- [Extract provided]
* BEGIN *
There's nothing consciously scientific about such a process of play, and indeed I suppose you could fairly doubt that there's really any process of pattern at all. But as we moved through a wide arc of imaginative activities that ranged from physical to recumbent and from active to passive, it did feel as though there was some semblance of an underlying thread. And yet, at the same time, we never knew what was coming next. Sometimes, it simply seems to happen, based on the whims and needs of three involved players.

After all, the monsters in Pandora's box were not unrelated. They may have been chaotic and diverse, but they belonged to a common species. As do our games, and the music that sometimes accompanies them.

And sometimes...


...little is needed, in the way of frame, or conceit, or external effort. Last night, at 7:30, Yo-Yo Ma played Bach's cello suites on our speakers as L., Cleo and I finished a round of Crazy Eights and then slowly shuffled upstairs, where we brushed and flossed Cleo's teeth, quietly ushered her into a pull-up, and then read a handsomely illustrated version of Rapunzel. The clear, resonant intelligence of Bach; the alert, sensitive hands of Yo-Yo; the slowly melting body of Cleo, losing consciousness, beside me. What larger narrative is needed?
* END *
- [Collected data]
* BEGIN *
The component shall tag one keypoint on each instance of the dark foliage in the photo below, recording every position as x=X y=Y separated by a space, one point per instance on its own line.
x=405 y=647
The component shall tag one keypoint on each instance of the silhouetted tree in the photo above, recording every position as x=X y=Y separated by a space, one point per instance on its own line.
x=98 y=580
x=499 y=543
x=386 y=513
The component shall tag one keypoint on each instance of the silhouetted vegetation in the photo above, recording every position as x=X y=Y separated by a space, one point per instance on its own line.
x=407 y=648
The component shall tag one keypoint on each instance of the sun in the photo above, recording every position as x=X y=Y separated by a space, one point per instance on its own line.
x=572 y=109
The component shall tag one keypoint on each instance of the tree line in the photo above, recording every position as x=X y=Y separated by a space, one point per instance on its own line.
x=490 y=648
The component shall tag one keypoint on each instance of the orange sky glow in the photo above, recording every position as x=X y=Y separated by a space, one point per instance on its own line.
* END *
- [Task description] Output, word for word, the passage on family play and music, everything from "There's nothing consciously" down to "three involved players.".

- [Response below]
There's nothing consciously scientific about such a process of play, and indeed I suppose you could fairly doubt that there's really any process of pattern at all. But as we moved through a wide arc of imaginative activities that ranged from physical to recumbent and from active to passive, it did feel as though there was some semblance of an underlying thread. And yet, at the same time, we never knew what was coming next. Sometimes, it simply seems to happen, based on the whims and needs of three involved players.